Given information:
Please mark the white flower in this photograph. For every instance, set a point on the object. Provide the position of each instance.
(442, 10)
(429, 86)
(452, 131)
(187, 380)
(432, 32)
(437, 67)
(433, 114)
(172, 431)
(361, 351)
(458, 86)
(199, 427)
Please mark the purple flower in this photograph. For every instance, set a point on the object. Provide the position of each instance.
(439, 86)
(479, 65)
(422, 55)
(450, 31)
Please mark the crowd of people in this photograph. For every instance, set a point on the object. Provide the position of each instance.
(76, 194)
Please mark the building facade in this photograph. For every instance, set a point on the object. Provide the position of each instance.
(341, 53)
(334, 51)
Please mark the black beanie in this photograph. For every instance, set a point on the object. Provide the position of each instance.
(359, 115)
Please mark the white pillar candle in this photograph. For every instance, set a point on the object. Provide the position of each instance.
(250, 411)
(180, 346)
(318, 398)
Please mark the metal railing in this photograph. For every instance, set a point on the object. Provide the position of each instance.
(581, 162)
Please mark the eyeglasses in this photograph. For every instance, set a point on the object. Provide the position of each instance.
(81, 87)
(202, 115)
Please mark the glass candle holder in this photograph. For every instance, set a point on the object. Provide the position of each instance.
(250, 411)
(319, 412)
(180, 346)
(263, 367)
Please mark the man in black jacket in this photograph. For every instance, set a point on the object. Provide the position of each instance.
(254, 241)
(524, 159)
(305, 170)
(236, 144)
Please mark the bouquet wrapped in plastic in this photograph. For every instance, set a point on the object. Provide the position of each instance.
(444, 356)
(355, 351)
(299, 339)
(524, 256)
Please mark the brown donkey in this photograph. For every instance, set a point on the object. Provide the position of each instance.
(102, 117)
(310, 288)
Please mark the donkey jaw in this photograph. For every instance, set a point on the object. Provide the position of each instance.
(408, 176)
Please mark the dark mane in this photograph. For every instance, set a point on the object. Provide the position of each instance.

Brief:
Set down the data above once more so that nothing differs from the original.

Exercise output:
Please mark the white flower in this photograph. For every instance, set a point on the object. Provide the position of each instance.
(442, 10)
(429, 86)
(452, 131)
(187, 380)
(432, 32)
(437, 67)
(433, 114)
(172, 431)
(361, 351)
(458, 86)
(199, 427)
Please mark the purple flower in this photograph. For every instance, set a point on the object. Provide the position of each instance.
(439, 86)
(479, 65)
(422, 55)
(450, 31)
Please mark the crowd of people in this photograph. For every instance, set a point on the object. Provide the position of each instance.
(76, 194)
Please mark the building facade in this photograph. For every instance, set a point on the object. Provide the position of each instance.
(341, 53)
(334, 51)
Please mark the black beanie in this photograph. For every instance, set a point on the object. Provide the position of each instance.
(359, 115)
Please mark the white pillar candle in this photograph. For every instance, set a point on the object. Provide the position of each instance.
(250, 411)
(180, 346)
(318, 398)
Please mark the metal railing in this photograph. For every instance, set a point on the object. Provide the position of each instance.
(581, 162)
Please mark the eyeglasses in this photograph. For every instance, set a point on the object. Provide the position of each instance.
(81, 87)
(202, 115)
Please mark the glass candle holder in this photograph. For every instance, set a point on the object. Provide the position of each instance.
(250, 411)
(319, 412)
(180, 346)
(263, 367)
Please mark the man in black jacket in this photograph. For every instance, set a point on the object. Provide the position of each instance.
(254, 241)
(524, 159)
(305, 170)
(236, 144)
Please mark the bouquet wrapped in plastic in this photograph. For every instance, set a point on the object. Provide the position of each instance.
(444, 356)
(355, 351)
(299, 339)
(524, 256)
Please mark the brown donkey in this photograph. For every instance, set a point on the object. Provide the position of each instance.
(102, 117)
(310, 288)
Please mark the donkey jaw in this photograph. For every instance, set a point on the object. Provide the position of each instance.
(408, 176)
Please mark the dark mane in this photograph. For every instance, set a point on the object. Provide the position of each instance.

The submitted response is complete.